* [Aim of the exercise]: Entries follow. Set all of them down as they stand.

——

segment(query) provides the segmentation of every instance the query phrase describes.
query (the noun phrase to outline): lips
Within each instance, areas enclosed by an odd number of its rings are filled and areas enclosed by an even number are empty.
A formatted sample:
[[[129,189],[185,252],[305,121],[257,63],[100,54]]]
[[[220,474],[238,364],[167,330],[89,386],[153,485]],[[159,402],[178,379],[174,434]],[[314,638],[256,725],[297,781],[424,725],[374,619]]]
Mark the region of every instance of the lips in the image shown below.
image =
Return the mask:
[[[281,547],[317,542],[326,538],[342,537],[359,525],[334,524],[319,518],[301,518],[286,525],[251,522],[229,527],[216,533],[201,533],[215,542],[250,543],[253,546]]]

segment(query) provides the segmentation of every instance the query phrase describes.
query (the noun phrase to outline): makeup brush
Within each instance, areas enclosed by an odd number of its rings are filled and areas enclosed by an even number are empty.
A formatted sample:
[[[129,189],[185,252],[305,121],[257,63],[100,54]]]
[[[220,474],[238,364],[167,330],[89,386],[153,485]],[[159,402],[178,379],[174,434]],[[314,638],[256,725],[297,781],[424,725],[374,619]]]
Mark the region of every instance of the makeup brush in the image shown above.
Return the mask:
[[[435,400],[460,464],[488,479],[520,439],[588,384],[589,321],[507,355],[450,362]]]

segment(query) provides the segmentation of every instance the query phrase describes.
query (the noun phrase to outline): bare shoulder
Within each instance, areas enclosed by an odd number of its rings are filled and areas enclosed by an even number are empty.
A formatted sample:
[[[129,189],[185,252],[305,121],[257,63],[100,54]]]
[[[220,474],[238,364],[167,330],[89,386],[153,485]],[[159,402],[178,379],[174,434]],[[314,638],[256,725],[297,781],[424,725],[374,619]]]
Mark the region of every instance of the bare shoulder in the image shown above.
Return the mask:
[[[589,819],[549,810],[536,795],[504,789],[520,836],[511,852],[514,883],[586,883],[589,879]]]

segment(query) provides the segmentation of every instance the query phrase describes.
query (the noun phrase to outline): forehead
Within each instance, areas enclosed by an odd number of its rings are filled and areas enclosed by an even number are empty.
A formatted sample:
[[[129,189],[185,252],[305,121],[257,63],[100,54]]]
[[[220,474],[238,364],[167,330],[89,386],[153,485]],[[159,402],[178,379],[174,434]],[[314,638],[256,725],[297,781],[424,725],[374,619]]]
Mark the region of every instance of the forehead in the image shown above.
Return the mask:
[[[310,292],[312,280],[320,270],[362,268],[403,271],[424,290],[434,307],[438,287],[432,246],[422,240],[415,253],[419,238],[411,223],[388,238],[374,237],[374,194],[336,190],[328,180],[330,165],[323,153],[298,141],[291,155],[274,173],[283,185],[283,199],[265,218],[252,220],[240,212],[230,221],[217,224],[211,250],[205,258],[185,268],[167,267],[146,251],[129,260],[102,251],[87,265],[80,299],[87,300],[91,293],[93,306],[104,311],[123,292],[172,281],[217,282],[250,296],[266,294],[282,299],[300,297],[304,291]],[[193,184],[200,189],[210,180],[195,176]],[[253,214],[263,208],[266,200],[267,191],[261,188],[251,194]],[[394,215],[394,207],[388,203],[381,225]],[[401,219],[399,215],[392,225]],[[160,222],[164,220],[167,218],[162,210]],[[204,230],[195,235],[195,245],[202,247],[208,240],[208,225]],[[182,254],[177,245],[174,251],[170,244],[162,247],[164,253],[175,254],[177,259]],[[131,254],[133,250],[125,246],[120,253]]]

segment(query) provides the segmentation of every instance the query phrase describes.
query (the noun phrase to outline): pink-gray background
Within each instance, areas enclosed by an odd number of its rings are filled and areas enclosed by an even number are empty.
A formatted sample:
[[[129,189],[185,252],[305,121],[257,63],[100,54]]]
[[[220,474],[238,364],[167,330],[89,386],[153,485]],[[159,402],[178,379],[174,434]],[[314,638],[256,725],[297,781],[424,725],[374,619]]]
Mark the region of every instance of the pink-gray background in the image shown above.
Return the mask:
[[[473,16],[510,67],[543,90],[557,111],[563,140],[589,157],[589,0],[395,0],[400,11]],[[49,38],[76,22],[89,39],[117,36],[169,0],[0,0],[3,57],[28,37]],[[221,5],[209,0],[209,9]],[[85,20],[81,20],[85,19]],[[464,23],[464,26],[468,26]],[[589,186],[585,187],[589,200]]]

——

* [Problem solution]:
segment(query) provides the segmentation of every instance the query phrase describes.
query (the noun phrase to outline): lips
Within each instance, areas enclosed by an odd number of its rings are filled and areas enclosed by an even number are empty.
A formatted sample:
[[[129,189],[185,252],[305,121],[257,63],[100,54]]]
[[[220,474],[238,364],[167,330],[89,386],[153,485]],[[159,402],[178,379],[174,434]],[[314,638],[256,725],[297,781],[424,725],[374,619]]]
Mark the region of every instance of the lips in the image shown below.
image =
Return the mask:
[[[281,547],[317,542],[326,538],[342,537],[359,525],[334,524],[319,518],[301,518],[286,525],[251,522],[229,527],[216,533],[201,533],[215,542],[250,543],[253,546]]]

segment(query) provides the segmentation of every instance the query phrase describes.
query (the noun phrase to outline): makeup brush
Within each instance, areas enclosed by an odd number of its rings are filled and areas enclosed by an even number are empty.
A formatted sample:
[[[129,189],[185,252],[305,121],[257,63],[100,54]]]
[[[220,474],[238,364],[167,330],[89,386],[153,485]],[[159,402],[178,379],[174,434]],[[314,638],[256,725],[297,781],[424,725],[374,619]]]
Mark the region of every instance of the makeup brush in the image shown above.
Return the mask:
[[[435,400],[460,464],[488,479],[520,439],[588,384],[589,321],[507,355],[450,362]]]

segment(query) provides the segmentation of every instance the query phrase describes.
query (the noun phrase to outline): bare shoulder
Within each instance, areas enclosed by an odd number of its rings are filled and areas enclosed by an even number are empty.
A formatted sample:
[[[129,189],[185,252],[305,121],[257,63],[100,54]]]
[[[220,474],[238,364],[167,330],[89,386],[153,485]],[[159,402],[178,379],[174,434]],[[314,638],[256,725],[297,781],[424,725],[374,619]]]
Mark the region of every instance of the bare shoulder in the image shown above.
Return the mask:
[[[589,819],[549,810],[536,795],[504,789],[520,836],[511,852],[514,883],[586,883],[589,879]]]

segment(query) provides the segmentation of every instance the query phrase describes.
query (the noun phrase to outline): forehead
Within each instance, areas enclosed by an odd number of its rings are filled and areas enclosed by an even number are empty.
A formatted sample:
[[[129,189],[185,252],[305,121],[257,63],[100,54]]]
[[[220,474],[238,364],[167,330],[89,386],[153,485]],[[159,402],[178,379],[174,434]],[[314,638],[256,725],[297,781],[424,725],[374,619]]]
Mark the region of every instance of the forehead in the image shown above.
Return the mask:
[[[310,292],[312,280],[320,270],[362,268],[403,271],[424,290],[434,307],[438,287],[432,246],[422,240],[415,253],[419,238],[411,223],[388,238],[374,237],[374,194],[336,190],[328,180],[330,165],[323,153],[298,141],[291,155],[274,173],[283,185],[283,199],[265,218],[252,220],[240,212],[230,221],[217,224],[211,250],[205,258],[185,268],[167,267],[146,251],[129,260],[102,251],[87,265],[80,299],[87,300],[91,293],[93,306],[104,311],[123,292],[172,281],[217,282],[250,296],[266,294],[282,299],[300,297],[304,291]],[[193,184],[200,189],[210,180],[195,176]],[[253,214],[263,208],[266,200],[267,191],[261,188],[251,194]],[[394,215],[394,207],[388,203],[381,225]],[[401,219],[399,215],[392,225]],[[160,222],[164,220],[167,218],[162,210]],[[204,230],[195,235],[195,245],[202,247],[208,240],[208,225]],[[182,254],[177,245],[174,251],[170,244],[162,247],[164,253],[175,254],[177,259]],[[131,254],[133,250],[125,246],[120,253]]]

segment(query) provides the segmentation of every instance the query phrase describes.
query (the noun phrase to outline): pink-gray background
Within each instance, areas enclosed by an odd number of its rings are filled and areas enclosed by an even number are empty.
A formatted sample:
[[[129,189],[185,252],[305,121],[257,63],[100,54]]]
[[[220,474],[238,364],[167,330],[89,386],[153,485]],[[159,402],[178,379],[174,434]],[[314,638],[256,725],[297,781],[424,725],[374,619]]]
Mark the region of every instance of the pink-gray background in the image shown above.
Return the mask:
[[[473,16],[510,67],[543,90],[557,111],[563,140],[589,157],[589,0],[395,0],[400,11]],[[49,38],[76,22],[89,39],[117,36],[169,0],[0,0],[3,57],[28,37]],[[221,5],[209,0],[209,9]],[[85,20],[81,20],[85,19]],[[464,23],[464,26],[468,26]],[[589,186],[585,187],[589,200]]]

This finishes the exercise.